# Excerpt provided
——————————

IAEA says Iran accelerated U-enrichment IAEA says Iran accelerated U-enrichment
Friday, June 09, 2006
LONDON, June 9 - Iran accelerated uranium enrichment on the same day this week that world powers asked it to halt the work and open talks to guarantee it will not make nuclear weapons, the UN atomic agency said in a report obtained by AFP.
Iran stepped up enrichment on June 6, the same day European Union foreign policy chief Javier Solana visited Tehran to present a package of benefits to be discussed if Iran would suspend uranium enrichment, which makes nuclear reactor fuel or in highly refined form atom bomb material, the report said.
On that Tuesday, it said, Iran started feeding the raw material of uranium hexafluoride gas, or UF6, into a connected series of 164 centrifuges, known as a cascade, to produce enriched uranium, AFP added.
The report appears to dash hopes Iran is preparing an immediate pause in its nuclear fuel activities in order to start talks with six major powers on guaranteeing its program is peaceful.
But Solana said in Paris Thursday that he was "more optimistic than pessimistic" about the deadlock with Iran.

——————————

# Excerpted data
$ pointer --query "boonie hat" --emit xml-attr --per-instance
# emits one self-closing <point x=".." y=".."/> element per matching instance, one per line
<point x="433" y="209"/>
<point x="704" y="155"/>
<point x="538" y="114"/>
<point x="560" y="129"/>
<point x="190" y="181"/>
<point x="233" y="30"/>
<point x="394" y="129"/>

——————————

# Task list
a: Copy the passage of the article on Iran's uranium enrichment from "The report appears" up to and including "program is peaceful." word for word.
b: According to the article on Iran's uranium enrichment, how many centrifuges made up the cascade into which Iran began feeding UF6 gas?

# Task-by-task solutions
a:
The report appears to dash hopes Iran is preparing an immediate pause in its nuclear fuel activities in order to start talks with six major powers on guaranteeing its program is peaceful.

b: 164 centrifuges.